▸ **DOCUMENT PASSAGE**
^^^^^^^^

Your solution is correct and follows the backtracking approach appropriately. The time and space complexity are optimal for this problem. Here are some suggestions for improvement:

1. Optimize Palindrome Check: Instead of creating a new array for each substring (like Array(sArr[start...i])), you can check the palindrome directly on the original sArr by passing the start and end indices to the isPalindrome function. This avoids unnecessary array copies and improves performance. For example, you can change the isPalindrome function to take the array and the start and end indices: isPalindrome(sArr: [Character], start: Int, end: Int) -> Bool. Then, inside the loop, you would call isPalindrome(sArr: sArr, start: start, end: i).

2. Variable Naming: The variable sArr is a bit unclear. Consider renaming it to characters or sArray for clarity.

3. Commenting: The comments in the code are helpful, but you could add more comments to explain the backtracking step (like the action, recurse, and backtrack steps) to make it even clearer.

4. Initialization: The init method in the class is empty and not necessary. You can remove it unless you plan to add initialization logic later.

5. Consistency: The class name PalindromePartition does not match the problem name exactly (it's "Palindrome Partitioning"), but this is minor. However, the problem expects a function partition, which you have implemented correctly.

^^^^^^^^

▸ **DATA LISTING**

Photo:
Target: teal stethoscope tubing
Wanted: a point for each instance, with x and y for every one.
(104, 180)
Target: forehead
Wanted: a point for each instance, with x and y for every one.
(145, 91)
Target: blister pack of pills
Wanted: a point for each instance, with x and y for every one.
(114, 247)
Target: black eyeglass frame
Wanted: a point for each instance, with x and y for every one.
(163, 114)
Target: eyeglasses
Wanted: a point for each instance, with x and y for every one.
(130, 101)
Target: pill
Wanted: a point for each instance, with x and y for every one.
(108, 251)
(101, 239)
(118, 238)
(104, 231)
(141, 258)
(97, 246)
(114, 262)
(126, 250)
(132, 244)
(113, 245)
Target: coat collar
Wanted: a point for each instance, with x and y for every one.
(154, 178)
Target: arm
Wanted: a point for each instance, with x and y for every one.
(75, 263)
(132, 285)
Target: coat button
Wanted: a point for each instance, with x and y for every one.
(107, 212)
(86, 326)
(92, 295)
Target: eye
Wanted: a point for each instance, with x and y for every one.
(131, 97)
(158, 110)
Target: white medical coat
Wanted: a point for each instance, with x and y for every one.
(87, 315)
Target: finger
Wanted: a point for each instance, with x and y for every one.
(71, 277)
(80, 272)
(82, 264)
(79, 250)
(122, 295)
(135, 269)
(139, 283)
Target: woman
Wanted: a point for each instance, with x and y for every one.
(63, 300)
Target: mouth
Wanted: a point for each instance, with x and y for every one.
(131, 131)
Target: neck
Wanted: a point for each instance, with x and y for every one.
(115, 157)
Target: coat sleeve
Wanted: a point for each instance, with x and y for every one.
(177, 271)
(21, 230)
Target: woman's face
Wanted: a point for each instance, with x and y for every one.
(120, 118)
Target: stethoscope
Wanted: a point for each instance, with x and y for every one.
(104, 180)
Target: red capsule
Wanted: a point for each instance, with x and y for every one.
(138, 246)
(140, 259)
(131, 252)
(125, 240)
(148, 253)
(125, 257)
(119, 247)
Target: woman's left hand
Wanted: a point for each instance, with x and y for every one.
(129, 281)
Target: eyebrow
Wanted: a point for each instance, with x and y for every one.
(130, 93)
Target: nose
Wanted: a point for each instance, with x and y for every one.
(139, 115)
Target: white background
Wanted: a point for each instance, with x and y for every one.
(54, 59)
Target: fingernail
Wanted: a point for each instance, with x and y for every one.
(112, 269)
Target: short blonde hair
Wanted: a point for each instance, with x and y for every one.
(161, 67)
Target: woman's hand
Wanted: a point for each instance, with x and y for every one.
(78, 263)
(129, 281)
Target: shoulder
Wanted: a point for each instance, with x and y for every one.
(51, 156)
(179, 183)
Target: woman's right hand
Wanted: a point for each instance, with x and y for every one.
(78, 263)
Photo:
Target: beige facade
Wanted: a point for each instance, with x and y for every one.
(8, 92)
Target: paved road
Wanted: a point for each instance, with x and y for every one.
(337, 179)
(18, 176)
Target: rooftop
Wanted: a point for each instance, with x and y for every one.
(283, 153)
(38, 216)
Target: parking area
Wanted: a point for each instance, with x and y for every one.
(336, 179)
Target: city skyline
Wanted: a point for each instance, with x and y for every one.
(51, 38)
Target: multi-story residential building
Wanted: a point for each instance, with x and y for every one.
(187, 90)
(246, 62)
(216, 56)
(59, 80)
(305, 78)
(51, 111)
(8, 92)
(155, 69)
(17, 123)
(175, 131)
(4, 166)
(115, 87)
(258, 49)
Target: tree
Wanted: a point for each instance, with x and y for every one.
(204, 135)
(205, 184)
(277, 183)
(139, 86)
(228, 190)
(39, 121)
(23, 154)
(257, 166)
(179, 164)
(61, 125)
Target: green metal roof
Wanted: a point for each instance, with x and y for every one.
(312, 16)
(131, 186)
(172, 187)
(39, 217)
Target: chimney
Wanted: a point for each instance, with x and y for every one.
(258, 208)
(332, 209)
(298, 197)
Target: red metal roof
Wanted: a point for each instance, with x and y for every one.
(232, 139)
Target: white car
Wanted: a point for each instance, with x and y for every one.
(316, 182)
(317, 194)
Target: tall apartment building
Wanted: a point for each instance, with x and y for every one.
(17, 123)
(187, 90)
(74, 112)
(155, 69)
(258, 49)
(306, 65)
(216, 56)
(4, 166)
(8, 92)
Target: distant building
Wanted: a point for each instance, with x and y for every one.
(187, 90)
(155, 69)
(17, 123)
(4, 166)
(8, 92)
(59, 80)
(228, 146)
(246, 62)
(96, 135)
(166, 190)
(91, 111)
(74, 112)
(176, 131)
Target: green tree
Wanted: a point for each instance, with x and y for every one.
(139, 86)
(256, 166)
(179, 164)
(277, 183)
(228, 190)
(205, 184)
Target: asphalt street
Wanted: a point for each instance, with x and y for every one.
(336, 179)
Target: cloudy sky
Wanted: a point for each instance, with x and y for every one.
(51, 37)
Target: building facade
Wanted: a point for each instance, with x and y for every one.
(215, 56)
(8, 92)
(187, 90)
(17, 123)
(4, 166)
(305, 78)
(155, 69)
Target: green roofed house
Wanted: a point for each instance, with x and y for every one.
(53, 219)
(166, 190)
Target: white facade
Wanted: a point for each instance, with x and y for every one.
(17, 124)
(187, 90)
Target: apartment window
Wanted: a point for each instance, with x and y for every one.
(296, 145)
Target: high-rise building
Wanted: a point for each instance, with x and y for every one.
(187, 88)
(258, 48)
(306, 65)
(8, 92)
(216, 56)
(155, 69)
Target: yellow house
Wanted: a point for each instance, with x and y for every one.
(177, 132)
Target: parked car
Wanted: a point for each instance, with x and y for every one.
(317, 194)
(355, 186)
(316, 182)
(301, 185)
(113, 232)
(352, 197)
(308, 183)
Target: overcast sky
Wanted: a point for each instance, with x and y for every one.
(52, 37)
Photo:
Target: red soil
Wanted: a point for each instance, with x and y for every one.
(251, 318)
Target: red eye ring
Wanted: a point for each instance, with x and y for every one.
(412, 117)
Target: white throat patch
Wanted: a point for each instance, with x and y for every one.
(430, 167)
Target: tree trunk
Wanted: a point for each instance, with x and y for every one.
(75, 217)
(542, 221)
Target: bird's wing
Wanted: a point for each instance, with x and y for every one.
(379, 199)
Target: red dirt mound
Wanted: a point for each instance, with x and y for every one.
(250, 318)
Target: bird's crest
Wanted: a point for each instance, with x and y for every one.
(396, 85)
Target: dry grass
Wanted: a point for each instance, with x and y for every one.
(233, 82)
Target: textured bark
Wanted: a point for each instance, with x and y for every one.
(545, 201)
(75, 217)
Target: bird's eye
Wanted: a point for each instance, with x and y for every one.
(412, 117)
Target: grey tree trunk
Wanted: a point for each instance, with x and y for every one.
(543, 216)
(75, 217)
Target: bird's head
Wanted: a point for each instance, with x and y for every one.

^^^^^^^^

▸ **DIRECTIONS**
(a) In the code review, what parameters should the revised isPalindrome function accept?
(b) Rewrite the code review from "3. Commenting: The" to "it even clearer.", substituting "useful" for "helpful".
(c) Carry the code review on past its final point.

▸ **SET OF ANSWERS**
(a) It should take the character array and the start and end indices: isPalindrome(sArr: [Character], start: Int, end: Int) -> Bool.

(b)
3. Commenting: The comments in the code are useful, but you could add more comments to explain the backtracking step (like the action, recurse, and backtrack steps) to make it even clearer.

(c)
Here is how you could refactor the palindrome check:

func helper(sArr: [Character], start: Int, path: inout [String], result: inout [[String]]) {
    if start == sArr.count {
        result.append(path)
        return
    }
    for i in start..<sArr.count {
        if isPalindrome(sArr: sArr, left: start, right: i) {
            let substring = String(sArr[start...i])
            path.append(substring)
            helper(sArr: sArr, start: i+1, path: &path, result: &result)
            path.removeLast()
        }
    }
}

private func isPalindrome(sArr: [Character], left: Int, right: Int) -> Bool {
    var l = left, r = right
    while l < r {
        if sArr[l] != sArr[r] {
            return false
        }
        l += 1
        r -= 1
    }
    return true
}

This change avoids creating intermediate arrays for palindrome checks and should improve performance.

Overall, your solution is solid and only requires minor optimizations for better efficiency.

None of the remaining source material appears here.